**WORK TO BE COMPLETED**
The data must be returned in full, with no character altered.

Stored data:
Start of Block
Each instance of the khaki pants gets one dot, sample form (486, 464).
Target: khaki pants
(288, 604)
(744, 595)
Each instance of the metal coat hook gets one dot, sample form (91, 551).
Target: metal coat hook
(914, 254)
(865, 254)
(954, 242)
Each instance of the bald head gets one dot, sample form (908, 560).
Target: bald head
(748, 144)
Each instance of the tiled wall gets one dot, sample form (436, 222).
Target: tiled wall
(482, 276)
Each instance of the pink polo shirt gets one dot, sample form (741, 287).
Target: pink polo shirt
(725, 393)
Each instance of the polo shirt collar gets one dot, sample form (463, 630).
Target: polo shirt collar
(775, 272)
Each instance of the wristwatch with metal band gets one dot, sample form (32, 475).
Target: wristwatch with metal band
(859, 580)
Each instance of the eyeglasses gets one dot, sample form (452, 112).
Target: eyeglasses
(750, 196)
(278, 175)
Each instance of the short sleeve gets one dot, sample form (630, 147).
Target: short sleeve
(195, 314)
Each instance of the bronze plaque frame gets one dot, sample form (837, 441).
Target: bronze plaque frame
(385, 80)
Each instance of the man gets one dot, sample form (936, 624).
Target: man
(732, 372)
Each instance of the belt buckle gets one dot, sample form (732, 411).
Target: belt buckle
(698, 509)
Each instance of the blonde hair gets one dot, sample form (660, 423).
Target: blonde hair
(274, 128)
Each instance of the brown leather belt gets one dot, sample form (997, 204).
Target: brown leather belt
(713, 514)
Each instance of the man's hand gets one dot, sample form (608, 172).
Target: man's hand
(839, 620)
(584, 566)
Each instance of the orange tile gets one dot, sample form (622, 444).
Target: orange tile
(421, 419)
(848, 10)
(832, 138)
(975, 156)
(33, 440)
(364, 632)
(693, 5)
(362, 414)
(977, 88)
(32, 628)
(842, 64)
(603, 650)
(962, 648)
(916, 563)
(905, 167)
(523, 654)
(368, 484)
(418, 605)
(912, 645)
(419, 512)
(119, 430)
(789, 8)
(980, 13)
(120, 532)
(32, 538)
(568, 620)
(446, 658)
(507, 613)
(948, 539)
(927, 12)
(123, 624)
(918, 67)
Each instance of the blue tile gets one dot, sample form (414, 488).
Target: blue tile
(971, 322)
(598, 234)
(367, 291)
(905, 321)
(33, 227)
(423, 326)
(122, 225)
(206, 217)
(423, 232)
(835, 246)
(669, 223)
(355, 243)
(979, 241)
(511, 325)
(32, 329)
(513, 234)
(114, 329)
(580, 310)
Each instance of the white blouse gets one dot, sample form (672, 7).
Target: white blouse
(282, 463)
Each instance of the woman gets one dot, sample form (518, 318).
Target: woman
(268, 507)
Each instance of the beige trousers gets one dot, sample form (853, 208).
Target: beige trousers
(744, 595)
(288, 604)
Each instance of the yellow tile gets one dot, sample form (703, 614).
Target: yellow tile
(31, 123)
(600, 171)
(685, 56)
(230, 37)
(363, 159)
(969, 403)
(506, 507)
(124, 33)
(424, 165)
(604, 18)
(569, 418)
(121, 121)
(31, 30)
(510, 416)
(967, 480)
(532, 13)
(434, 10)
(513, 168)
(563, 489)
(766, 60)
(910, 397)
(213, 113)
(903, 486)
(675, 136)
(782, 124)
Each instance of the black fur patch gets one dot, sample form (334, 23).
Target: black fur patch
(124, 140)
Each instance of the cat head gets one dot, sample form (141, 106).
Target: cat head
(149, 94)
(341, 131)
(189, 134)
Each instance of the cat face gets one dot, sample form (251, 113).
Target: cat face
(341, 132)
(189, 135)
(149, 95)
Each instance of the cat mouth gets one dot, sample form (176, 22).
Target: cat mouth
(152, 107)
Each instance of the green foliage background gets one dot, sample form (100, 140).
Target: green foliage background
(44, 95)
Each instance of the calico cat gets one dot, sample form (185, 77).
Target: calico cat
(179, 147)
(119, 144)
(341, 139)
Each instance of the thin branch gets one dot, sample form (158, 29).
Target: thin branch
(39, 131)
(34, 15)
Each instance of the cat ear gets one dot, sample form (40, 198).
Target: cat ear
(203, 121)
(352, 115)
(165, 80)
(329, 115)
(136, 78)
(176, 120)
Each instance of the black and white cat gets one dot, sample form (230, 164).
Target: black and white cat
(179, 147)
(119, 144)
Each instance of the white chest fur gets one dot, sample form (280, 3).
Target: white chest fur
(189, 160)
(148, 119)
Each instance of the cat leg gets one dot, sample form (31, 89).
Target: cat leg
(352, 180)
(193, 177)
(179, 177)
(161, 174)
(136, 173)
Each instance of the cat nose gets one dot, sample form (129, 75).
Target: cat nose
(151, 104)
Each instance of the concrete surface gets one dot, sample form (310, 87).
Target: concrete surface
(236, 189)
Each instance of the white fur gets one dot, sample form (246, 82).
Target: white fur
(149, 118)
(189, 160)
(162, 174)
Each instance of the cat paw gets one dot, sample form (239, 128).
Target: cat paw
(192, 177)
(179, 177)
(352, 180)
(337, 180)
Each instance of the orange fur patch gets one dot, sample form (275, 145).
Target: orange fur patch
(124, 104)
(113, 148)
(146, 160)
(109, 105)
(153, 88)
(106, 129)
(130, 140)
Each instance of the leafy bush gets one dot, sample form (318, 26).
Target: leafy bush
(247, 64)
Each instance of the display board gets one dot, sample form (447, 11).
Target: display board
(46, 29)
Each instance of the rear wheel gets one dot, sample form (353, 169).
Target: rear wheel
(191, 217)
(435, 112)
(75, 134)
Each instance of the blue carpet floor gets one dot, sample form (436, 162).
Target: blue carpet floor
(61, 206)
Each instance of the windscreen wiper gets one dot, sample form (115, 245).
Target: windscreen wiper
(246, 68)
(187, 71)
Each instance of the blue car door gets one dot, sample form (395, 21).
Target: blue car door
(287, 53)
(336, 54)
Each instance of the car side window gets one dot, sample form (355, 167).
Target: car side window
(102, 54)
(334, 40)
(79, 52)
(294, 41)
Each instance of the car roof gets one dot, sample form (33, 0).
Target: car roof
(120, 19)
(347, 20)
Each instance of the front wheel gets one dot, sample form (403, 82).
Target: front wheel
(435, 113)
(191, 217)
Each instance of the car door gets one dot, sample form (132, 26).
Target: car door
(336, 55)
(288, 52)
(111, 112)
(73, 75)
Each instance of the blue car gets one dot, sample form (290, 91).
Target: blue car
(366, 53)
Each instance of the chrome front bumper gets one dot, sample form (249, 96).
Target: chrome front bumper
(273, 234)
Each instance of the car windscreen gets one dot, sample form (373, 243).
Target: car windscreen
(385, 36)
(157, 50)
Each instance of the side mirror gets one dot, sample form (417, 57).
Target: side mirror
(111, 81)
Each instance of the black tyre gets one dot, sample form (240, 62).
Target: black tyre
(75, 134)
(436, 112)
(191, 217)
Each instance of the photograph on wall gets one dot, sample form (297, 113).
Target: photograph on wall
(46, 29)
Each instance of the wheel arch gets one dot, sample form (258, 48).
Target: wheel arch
End of Block
**TASK OUTPUT**
Each instance of the khaki pants gets one dot, sample form (486, 464).
Target: khaki pants
(288, 604)
(744, 595)
Each instance of the metal coat hook gets one dot, sample form (91, 551).
Target: metal coat hook
(914, 254)
(865, 254)
(954, 242)
Each instance of the bald head gets one dot, sample form (908, 560).
Target: bald head
(748, 144)
Each instance of the tiled wall gets one dot, sample form (436, 222).
Target: tiled wall
(482, 276)
Each instance of the pink polo shirt gets one dot, sample form (741, 287).
Target: pink polo shirt
(725, 393)
Each instance of the polo shirt collar gets one dot, sample form (463, 630).
Target: polo shirt collar
(775, 272)
Each instance of the wristwatch with metal band gets one dot, sample form (32, 475).
Target: wristwatch with metal band
(859, 580)
Each instance of the eyeglasses gets one dot, sample form (452, 112).
Target: eyeglasses
(750, 196)
(278, 175)
Each instance of the short sleeve gets one dot, sample form (630, 147).
Target: short sleeve
(195, 314)
Each instance of the bronze plaque frame gets one dot, sample form (837, 441).
Target: bronze plaque frame
(385, 80)
Each instance of the man gets one dot, sample form (936, 624).
Target: man
(732, 372)
Each instance of the belt buckle gets one dot, sample form (732, 411).
Target: belt buckle
(698, 509)
Each instance of the blonde hair gets one dot, sample form (660, 423).
Target: blonde hair
(274, 128)
Each instance of the brown leather belt gets one dot, sample form (997, 204).
Target: brown leather belt
(713, 514)
Each instance of the man's hand gets one dot, sample form (608, 172).
Target: man's hand
(839, 620)
(584, 566)
Each instance of the orange tile gets one dot, sample form (622, 444).
Target: orange tile
(421, 419)
(848, 10)
(832, 138)
(975, 156)
(33, 440)
(364, 632)
(693, 5)
(362, 414)
(977, 88)
(32, 628)
(842, 64)
(603, 650)
(962, 648)
(916, 563)
(905, 167)
(523, 654)
(368, 484)
(418, 605)
(912, 645)
(419, 512)
(119, 430)
(789, 8)
(980, 13)
(120, 532)
(32, 538)
(568, 620)
(446, 658)
(507, 613)
(948, 539)
(927, 12)
(123, 624)
(918, 67)
Each instance of the blue tile gets one dot, sample form (414, 488).
Target: blue tile
(971, 322)
(598, 234)
(367, 291)
(905, 321)
(33, 227)
(423, 326)
(122, 225)
(206, 217)
(423, 232)
(835, 246)
(669, 223)
(355, 243)
(979, 241)
(511, 325)
(32, 329)
(513, 234)
(114, 329)
(580, 310)
Each instance of the white blouse gets one dot, sample form (672, 7).
Target: white blouse
(282, 463)
Each instance of the woman gets one dot, sample form (518, 318).
Target: woman
(268, 507)
Each instance of the beige trousers gets one dot, sample form (853, 208).
Target: beige trousers
(744, 595)
(288, 604)
Each instance of the yellow tile gets one dot, sample form (703, 614).
Target: yellow tile
(31, 123)
(600, 171)
(685, 56)
(230, 37)
(363, 159)
(969, 403)
(506, 507)
(124, 33)
(424, 165)
(604, 18)
(569, 418)
(121, 121)
(31, 30)
(510, 416)
(967, 480)
(532, 13)
(434, 10)
(513, 168)
(563, 489)
(766, 60)
(910, 397)
(213, 113)
(903, 486)
(675, 136)
(782, 124)
Each instance of the black fur patch gets one dot, sample form (334, 23).
Target: black fur patch
(124, 140)
Each instance of the cat head gets one dot, sample form (141, 106).
Target: cat head
(149, 94)
(341, 131)
(189, 134)
Each instance of the cat face gets one dot, sample form (251, 113).
Target: cat face
(341, 132)
(189, 135)
(149, 95)
Each instance of the cat mouth gets one dot, sample form (176, 22).
Target: cat mouth
(152, 107)
Each instance of the green foliage background gets one dot, sample form (100, 140).
Target: green foliage background
(44, 95)
Each instance of the calico cat gets one dot, sample form (185, 77).
Target: calico cat
(179, 147)
(119, 144)
(341, 139)
Each instance of the thin branch gets one dot, sample form (158, 29).
Target: thin branch
(39, 131)
(34, 15)
Each instance of the cat ear gets one dot, sample form (40, 198).
Target: cat ear
(203, 121)
(352, 115)
(165, 80)
(329, 115)
(136, 78)
(176, 120)
Each instance of the black and white cat gets one dot, sample form (230, 164).
Target: black and white cat
(179, 147)
(119, 144)
Each instance of the white chest fur gets one dot, sample form (280, 3).
Target: white chest fur
(189, 160)
(148, 119)
Each instance of the cat leg gets one dot, sample form (31, 89).
Target: cat leg
(352, 180)
(193, 177)
(179, 177)
(161, 174)
(136, 173)
Each instance of the cat nose gets one dot, sample form (129, 75).
Target: cat nose
(151, 104)
Each instance of the concrete surface gets one dot, sample form (310, 87).
Target: concrete surface
(236, 189)
Each instance of the white fur gets one dot, sample form (246, 82).
Target: white fur
(149, 118)
(189, 160)
(162, 174)
Each instance of the cat paw gets one dot, sample form (239, 128).
Target: cat paw
(192, 177)
(179, 177)
(352, 180)
(337, 180)
Each instance of the orange fur patch gets one dot, sample form (275, 145).
Target: orange fur patch
(124, 104)
(113, 148)
(146, 160)
(109, 105)
(153, 88)
(106, 129)
(130, 140)
Each instance of the leafy bush gets one dot, sample form (318, 26).
Target: leafy bush
(247, 64)
Each instance of the display board gets one dot, sample form (447, 11).
Target: display board
(46, 29)
Each instance of the rear wheel gets one dot, sample form (353, 169).
Target: rear wheel
(191, 217)
(435, 112)
(75, 134)
Each instance of the blue carpet floor gets one dot, sample form (436, 162).
Target: blue carpet floor
(61, 206)
Each instance of the windscreen wiper gets one dot, sample form (115, 245).
Target: windscreen wiper
(246, 68)
(187, 71)
Each instance of the blue car door gets one dot, sample form (395, 21).
Target: blue car door
(287, 53)
(336, 54)
Each instance of the car side window gets one dot, sample form (355, 167).
Target: car side window
(102, 54)
(334, 40)
(79, 52)
(294, 41)
Each instance of the car roof gets one dot, sample form (33, 0).
Target: car roof
(120, 19)
(347, 20)
Each instance of the front wheel gets one dot, sample form (403, 82).
Target: front wheel
(435, 113)
(191, 217)
Each instance of the car door gets one dot, sample form (132, 26).
Target: car door
(336, 55)
(288, 52)
(111, 112)
(73, 75)
Each instance of the blue car gets one dot, sample form (290, 91).
Target: blue car
(366, 53)
Each instance of the chrome front bumper gets one dot, sample form (249, 96).
Target: chrome front bumper
(273, 234)
Each instance of the car windscreen gets one dot, sample form (373, 243).
Target: car windscreen
(385, 36)
(157, 50)
Each instance of the side mirror gets one dot, sample form (417, 57).
Target: side mirror
(111, 81)
Each instance of the black tyre gets one dot, sample form (240, 62).
Target: black tyre
(75, 134)
(436, 112)
(191, 217)
Each instance of the photograph on wall gets one dot, sample form (297, 113).
Target: photograph on wall
(46, 29)
Each instance of the wheel arch gets one dot, sample form (258, 48).
Target: wheel arch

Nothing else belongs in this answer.